__INSTRUCTIONS TO FOLLOW__
Print the lines from the one containing "Mark the region of every instance of the window" through the one containing "M174 148L152 182L221", both included, without changing a single character.

__TASK INPUT__
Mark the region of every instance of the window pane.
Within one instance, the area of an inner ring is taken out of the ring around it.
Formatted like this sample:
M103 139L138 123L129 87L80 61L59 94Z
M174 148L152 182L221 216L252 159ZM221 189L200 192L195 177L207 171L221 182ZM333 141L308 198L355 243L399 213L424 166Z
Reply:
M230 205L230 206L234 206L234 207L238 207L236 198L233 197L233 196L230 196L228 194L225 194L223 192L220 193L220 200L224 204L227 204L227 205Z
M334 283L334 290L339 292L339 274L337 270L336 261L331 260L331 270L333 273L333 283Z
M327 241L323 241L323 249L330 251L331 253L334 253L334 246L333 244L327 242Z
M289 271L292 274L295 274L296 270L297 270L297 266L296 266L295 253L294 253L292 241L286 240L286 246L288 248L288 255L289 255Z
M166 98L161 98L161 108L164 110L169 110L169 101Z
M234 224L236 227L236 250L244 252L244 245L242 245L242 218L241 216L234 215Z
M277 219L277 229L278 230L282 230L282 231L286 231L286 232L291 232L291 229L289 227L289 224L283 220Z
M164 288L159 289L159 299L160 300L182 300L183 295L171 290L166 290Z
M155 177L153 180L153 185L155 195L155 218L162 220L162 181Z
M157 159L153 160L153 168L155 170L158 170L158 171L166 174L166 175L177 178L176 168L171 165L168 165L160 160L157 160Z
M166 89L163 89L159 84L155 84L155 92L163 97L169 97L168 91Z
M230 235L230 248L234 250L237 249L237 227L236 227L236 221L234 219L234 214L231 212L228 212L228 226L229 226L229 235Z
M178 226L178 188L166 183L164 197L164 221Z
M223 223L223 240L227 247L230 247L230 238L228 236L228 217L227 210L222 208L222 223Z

==

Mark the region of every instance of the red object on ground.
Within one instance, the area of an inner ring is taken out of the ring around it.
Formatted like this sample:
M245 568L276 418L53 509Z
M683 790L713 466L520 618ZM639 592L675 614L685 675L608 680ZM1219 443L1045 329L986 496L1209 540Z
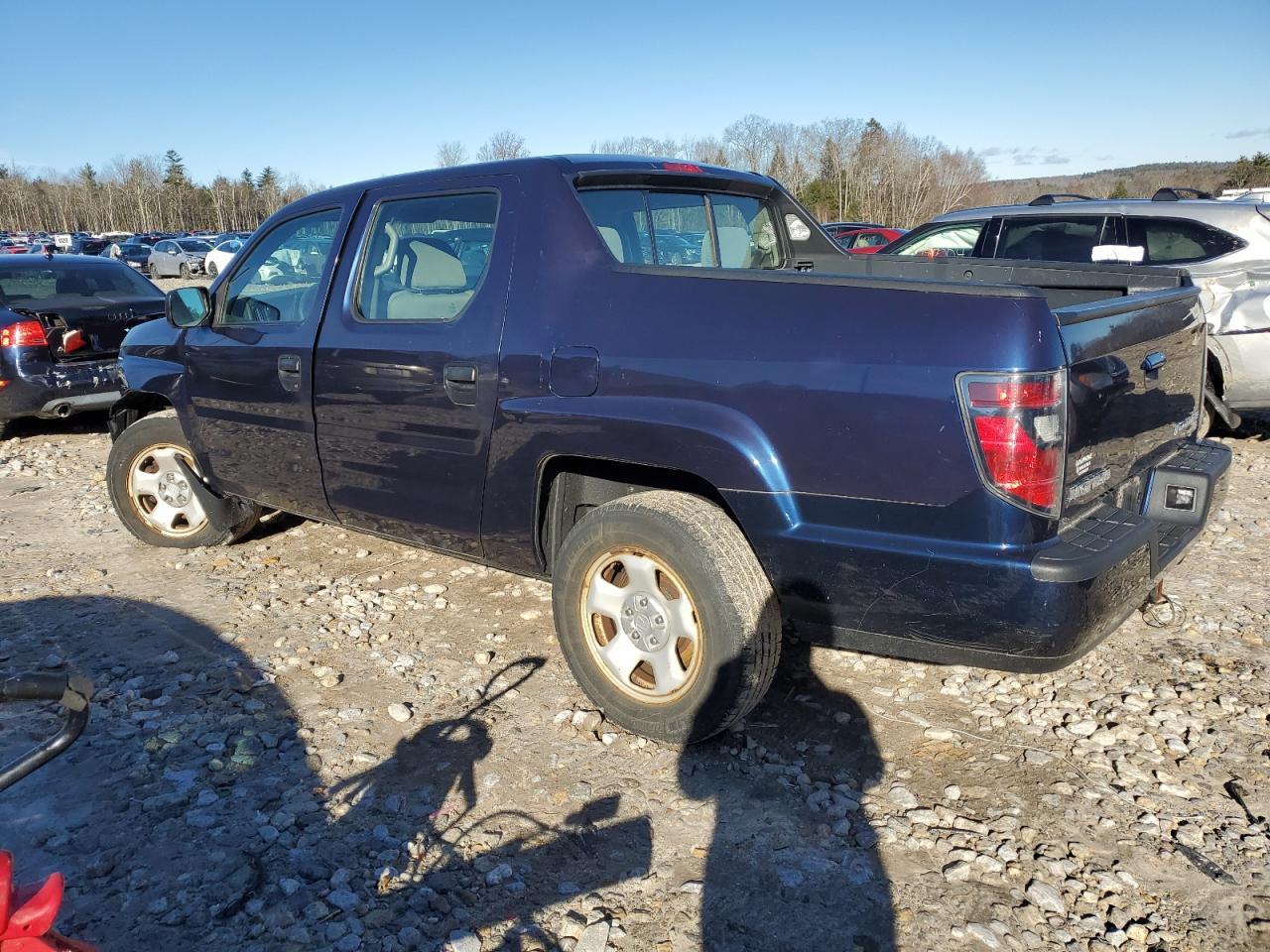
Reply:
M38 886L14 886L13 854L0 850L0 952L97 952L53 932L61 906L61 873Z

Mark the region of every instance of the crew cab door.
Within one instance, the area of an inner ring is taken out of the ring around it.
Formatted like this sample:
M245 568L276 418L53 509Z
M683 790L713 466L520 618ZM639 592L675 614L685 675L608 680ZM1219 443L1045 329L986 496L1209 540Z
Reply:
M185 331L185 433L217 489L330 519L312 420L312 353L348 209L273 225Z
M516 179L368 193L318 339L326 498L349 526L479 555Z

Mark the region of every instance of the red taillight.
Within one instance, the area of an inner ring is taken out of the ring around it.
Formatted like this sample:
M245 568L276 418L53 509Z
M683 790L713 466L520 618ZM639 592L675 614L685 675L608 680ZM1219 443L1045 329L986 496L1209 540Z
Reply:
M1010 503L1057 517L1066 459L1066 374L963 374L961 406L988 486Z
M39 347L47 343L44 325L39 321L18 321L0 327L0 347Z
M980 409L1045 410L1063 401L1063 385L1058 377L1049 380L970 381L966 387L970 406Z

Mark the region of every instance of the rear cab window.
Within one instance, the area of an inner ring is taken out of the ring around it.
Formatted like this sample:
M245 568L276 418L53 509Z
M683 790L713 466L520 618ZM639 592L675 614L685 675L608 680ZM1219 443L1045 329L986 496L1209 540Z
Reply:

==

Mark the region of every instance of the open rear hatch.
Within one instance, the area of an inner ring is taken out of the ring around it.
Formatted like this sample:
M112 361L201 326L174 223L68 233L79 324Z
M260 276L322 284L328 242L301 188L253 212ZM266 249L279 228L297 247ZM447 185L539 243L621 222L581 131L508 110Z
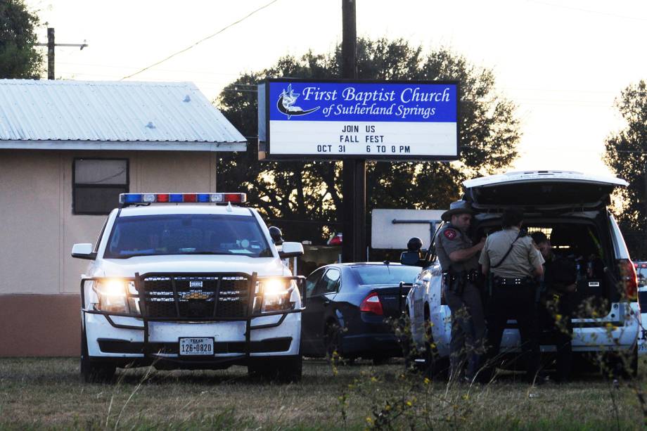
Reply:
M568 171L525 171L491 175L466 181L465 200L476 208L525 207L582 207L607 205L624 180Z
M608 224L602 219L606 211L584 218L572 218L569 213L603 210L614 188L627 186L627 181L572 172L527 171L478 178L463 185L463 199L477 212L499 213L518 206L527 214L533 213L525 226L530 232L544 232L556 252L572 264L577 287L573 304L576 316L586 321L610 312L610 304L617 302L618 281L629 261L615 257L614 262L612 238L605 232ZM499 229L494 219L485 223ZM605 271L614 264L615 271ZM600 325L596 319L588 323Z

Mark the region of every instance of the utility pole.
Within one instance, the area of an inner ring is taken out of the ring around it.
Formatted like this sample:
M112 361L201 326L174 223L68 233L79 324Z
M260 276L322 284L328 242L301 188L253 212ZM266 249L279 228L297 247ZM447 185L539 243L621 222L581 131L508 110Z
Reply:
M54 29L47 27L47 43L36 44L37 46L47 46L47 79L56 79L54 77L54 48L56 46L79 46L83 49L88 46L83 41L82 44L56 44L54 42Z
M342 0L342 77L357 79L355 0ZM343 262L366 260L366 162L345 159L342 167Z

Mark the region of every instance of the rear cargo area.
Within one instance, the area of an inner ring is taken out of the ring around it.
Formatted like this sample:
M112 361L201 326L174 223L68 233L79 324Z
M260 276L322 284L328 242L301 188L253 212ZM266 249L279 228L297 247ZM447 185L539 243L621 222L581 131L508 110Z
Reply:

__FINAL ANSWER__
Mark the region of every instance of the window pane.
Within one instance, the area of an inner ring is taken out of the ring around it.
Formatted like this sample:
M103 139L138 123L129 87L80 61L59 94Z
M174 148L152 182L221 216L252 159ZM221 189L200 192L195 177L207 171L221 182ZM333 141L308 198L355 243L399 213L424 166Z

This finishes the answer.